Task statement:
Only the lines from the top of the listing below through the line containing "the wooden dinghy" should be output, exactly and with no pictures.

Extracted information:
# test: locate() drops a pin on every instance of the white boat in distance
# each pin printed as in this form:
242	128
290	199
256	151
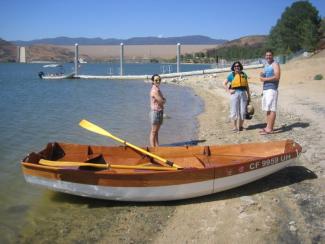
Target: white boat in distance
57	73
44	76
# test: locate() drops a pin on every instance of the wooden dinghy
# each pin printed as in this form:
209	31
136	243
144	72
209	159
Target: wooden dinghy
125	174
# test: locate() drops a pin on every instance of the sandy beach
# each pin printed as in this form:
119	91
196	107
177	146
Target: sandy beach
286	207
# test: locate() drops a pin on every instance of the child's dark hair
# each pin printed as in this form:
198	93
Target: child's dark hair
269	51
240	66
153	78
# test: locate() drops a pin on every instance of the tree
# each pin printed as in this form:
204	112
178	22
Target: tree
297	28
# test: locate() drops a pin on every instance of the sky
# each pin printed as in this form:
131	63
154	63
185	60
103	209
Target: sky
123	19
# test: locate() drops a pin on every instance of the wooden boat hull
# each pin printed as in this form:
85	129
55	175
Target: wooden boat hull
144	185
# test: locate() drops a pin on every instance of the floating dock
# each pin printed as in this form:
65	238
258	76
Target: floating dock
169	75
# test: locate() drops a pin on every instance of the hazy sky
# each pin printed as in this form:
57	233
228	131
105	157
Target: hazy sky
34	19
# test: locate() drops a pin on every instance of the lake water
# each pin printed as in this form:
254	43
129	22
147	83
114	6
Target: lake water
35	112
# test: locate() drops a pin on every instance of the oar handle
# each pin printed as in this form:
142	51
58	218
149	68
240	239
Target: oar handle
96	129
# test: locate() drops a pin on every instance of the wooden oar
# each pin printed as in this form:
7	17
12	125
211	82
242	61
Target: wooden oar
96	129
101	166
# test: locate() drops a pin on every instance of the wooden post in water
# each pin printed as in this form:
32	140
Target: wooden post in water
121	58
178	57
76	58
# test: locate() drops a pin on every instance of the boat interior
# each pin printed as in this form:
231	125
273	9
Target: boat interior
184	156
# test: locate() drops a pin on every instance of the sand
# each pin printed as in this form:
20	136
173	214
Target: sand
286	207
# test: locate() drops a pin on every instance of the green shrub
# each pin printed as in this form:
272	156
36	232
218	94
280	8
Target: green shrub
318	77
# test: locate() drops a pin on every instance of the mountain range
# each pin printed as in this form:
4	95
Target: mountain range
184	40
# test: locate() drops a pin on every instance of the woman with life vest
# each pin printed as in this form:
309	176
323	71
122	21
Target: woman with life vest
236	84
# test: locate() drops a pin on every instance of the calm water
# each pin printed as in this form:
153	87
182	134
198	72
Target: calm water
35	112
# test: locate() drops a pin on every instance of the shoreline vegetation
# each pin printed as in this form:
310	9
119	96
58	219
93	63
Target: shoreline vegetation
287	206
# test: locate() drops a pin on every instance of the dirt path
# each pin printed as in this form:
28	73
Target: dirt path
286	207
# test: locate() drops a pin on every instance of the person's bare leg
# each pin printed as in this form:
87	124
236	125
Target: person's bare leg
271	120
241	124
235	125
154	135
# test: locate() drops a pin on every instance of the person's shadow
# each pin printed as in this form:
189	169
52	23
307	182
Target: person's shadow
281	129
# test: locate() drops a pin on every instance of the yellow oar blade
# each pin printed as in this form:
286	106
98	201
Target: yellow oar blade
102	166
96	129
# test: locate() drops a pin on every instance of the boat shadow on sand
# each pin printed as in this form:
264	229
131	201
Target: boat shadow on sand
283	128
285	177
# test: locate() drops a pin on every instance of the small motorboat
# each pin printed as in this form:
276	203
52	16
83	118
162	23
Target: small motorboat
127	173
59	76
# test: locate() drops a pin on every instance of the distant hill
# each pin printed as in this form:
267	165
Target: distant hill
8	51
186	40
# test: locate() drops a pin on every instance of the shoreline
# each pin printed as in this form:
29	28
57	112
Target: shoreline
284	207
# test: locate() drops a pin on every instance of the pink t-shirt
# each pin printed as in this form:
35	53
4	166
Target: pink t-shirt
155	105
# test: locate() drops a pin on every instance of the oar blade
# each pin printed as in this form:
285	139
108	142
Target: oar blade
93	128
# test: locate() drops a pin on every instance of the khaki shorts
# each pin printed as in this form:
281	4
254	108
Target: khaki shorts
269	100
157	117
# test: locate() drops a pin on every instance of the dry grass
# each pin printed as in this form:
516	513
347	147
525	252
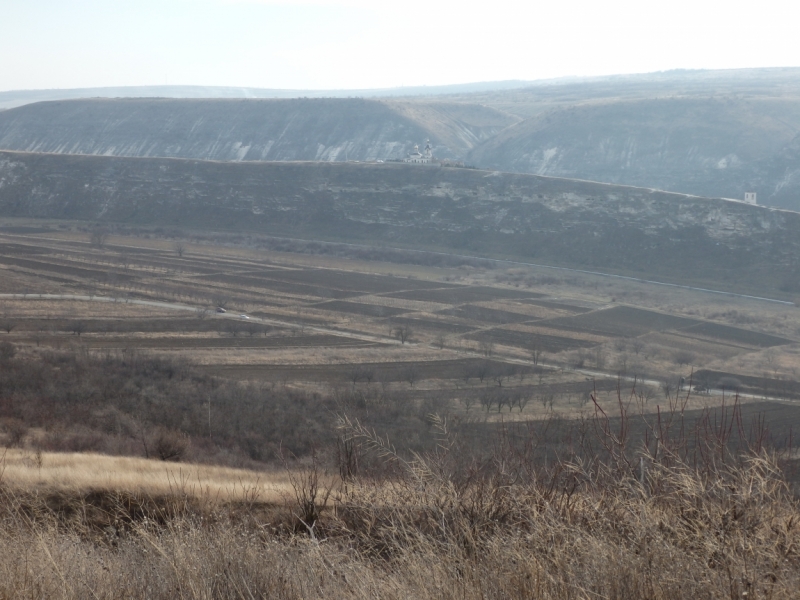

Solution to the exercise:
# test: locate() drops a pin on every instance of the white boat in distance
# each pin printed as in this form:
242	128
290	199
256	151
Target: white boat in distance
57	73
44	76
# test: locate() drops a pin on every instance of the wooden dinghy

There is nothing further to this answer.